Excerpted text →
* * * * *
Table 1: HSC media composition. Media reagent volumes for 1 mL of complete medium. Abbreviations: PVA = polyvinyl alcohol; SCF = stem cell factor; TPO = thrombopoietin; ITSX = insulin-transferrin-selenium-ethanolamine.

Table 2: Biotinylated antibody cocktail. Antibody volumes for the stock of the biotin antibody cocktail.

Table 3: Fresh HSC antibody cocktail. Antibody volumes for the fresh HSC antibody cocktail. Abbreviations: PE = phycoerythrin; APC = allophycocyanin; FITC = fluorescein isothiocyanate.

Table 4: Cultured HSC antibody cocktail (100x). Antibody volumes for the 100x stock of the cultured HSC antibody cocktail. Abbreviations: PE = phycoerythrin; APC = allophycocyanin; FITC = fluorescein isothiocyanate.

Table 5: Expected results. Expected cell densities and frequencies of c-Kit⁺Sca1⁺Lineage^- cells following (1) seeding of c-Kit⁺ bone marrow, (2) electroporation, and (3) lentiviral vector transduction based on seeding at 1 × 10⁶ cells mL^-1. Abbreviations: KSL = c-Kit⁺Sca1⁺Lineage^-; HSPC = hematopoietic stem and progenitor cell.
* * * * *
Data section →
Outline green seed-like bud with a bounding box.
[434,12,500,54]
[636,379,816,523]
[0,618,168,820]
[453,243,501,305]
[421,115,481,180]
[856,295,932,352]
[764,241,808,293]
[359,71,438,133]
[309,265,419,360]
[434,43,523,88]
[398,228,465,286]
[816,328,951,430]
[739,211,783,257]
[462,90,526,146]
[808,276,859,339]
* * * * *
Exercise 1 → In the HSC table captions, what does TPO stand for?
Exercise 2 → In the HSC table captions, replace "complete medium" with "culture medium" and write out the text from "Table 1: HSC" up to and including "biotin antibody cocktail.".
Exercise 3 → Extend the HSC table captions by writing what comes next after the last caption shown.

Exercise result 1 → Thrombopoietin

Exercise result 2 →
Table 1: HSC media composition. Media reagent volumes for 1 mL of culture medium. Abbreviations: PVA = polyvinyl alcohol; SCF = stem cell factor; TPO = thrombopoietin; ITSX = insulin-transferrin-selenium-ethanolamine.

Table 2: Biotinylated antibody cocktail. Antibody volumes for the stock of the biotin antibody cocktail.

Exercise result 3 →
Table 6: Common troubleshooting issues. Summary of common issues and suggested troubleshooting.

We hope that this protocol provides a useful approach to investigate HSC biology, hematopoiesis, and hematology more generally. Since the initial development of the PVA-based culture method for FACS-purified HSCs⁸, the method has been extended. For example, the method has been shown to work with c-Kit enriched with bone marrow and with negative surface charged plates¹⁴. Its compatibility with transduction and electroporation has also been demonstrated^14,15. The in vivo validation of these HSC and c-Kit⁺ HSPC cultures can be found in these publications, while readers can refer to other published protocols for in vivo transplantation protocols²¹. We do not see major differences in lineage chimerism between fresh and cultured HSPCs following transplantation, however, the reconstitution potency of individual HSCs after ex vivo expansion is yet to be determined in detail. The large numbers of HSCs generated by this approach opens up new ways to interrogate HSCs using molecular or biochemical assays that require large cell numbers. Additionally, being able to generate genetically modified HSCs within these culture systems should allow us to further probe the mechanisms regulating HSC activity and the hematopoietic system. For example, these systems are amenable to performing genetic screens¹⁶.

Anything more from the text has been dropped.